PROBLEM: Write the next part of the article about the biotech panel at the 2022 Nova Scotia Agriculture Minister's Conference, continuing after its last sentence.

DOCUMENT SEGMENT:
Jolene MacEachern, from Dalhousie University, left, helps moderate the panel discussion, Increasing Research Impact – A Look at Biotech Opportunities, at the 2022 Nova Scotia Agriculture Minister’s Conference. At Dalhousie, she is the Faculty of Agriculture’s strategy specialist in research and development. Right, is a screen shot of Sen. Colin Deacon, a former member of the Senate Standing Committee on Agriculture and Forestry, who participated by video link.
Senator Deacon cited increasing urgency to improve agricultural productivity through innovation. “The world has to feed more people in the next 40 years than the previous 10,000 years combined,” he said. Meanwhile, government has been complacent: “Agriculture is not a priority in our economy” and he said, “I don’t see it as a political priority.”

DATASET EXTRACT:
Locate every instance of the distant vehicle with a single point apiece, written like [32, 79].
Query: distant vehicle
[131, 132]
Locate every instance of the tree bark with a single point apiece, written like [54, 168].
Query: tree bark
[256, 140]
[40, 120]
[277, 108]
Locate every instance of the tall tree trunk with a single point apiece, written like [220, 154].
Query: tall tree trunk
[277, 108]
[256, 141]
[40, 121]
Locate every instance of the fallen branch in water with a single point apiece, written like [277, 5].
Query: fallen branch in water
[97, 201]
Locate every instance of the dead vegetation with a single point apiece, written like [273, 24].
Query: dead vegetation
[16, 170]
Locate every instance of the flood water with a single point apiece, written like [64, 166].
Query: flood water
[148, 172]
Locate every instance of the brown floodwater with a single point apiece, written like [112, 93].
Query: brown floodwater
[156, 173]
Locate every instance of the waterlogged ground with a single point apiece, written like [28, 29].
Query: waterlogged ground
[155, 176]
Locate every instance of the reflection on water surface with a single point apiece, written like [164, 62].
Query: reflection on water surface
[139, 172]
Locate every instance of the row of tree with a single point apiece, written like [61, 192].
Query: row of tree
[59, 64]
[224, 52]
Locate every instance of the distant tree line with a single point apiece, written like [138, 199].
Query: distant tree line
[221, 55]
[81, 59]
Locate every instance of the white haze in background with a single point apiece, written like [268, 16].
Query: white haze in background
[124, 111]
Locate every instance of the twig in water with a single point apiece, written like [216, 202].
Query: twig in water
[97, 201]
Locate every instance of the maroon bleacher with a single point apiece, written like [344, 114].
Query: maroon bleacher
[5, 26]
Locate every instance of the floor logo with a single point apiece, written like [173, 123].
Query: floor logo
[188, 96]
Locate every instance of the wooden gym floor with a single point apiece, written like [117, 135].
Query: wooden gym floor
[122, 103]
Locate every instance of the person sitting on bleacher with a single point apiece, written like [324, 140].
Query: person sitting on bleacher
...
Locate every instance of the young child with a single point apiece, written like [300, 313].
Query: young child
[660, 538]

WRITTEN REPLY:
“We have to focus on mobilizing knowledge for the benefit of Canadians,” he said, “and we don’t do that well in Canada.” Much of the Intellectual property (IP) funded and developed by Canadian taxpayers through the provision of research facilities, equipment and salaries is being exploited elsewhere.
Senator Deacon maintained Canadian regulatory barriers hamper the country’s ability to capitalize on its innovations. “So we’ve got to find new ways of getting our regulators a lot closer to our innovators, so that we can make sure that we can safely apply innovations to the benefit of Canadians.” He added, “I’m not talking about deregulation; I’m talking about agile, relevant, current regulations tied to current risks, to current opportunities and current issues.”
South Korea, Singapore, the United States and Germany, he pointed out, “have got us beat in how they are using their own research to the benefit of their economies.”
Dr. Pumplin explained the United States tackled the issue in 1980 with the Bayh-Dole Act that “incentivizes the universities to incentivize the inventors, professors and scientists to get direct benefits.” The act opened the spigot for university and non-profit research-driven innovation.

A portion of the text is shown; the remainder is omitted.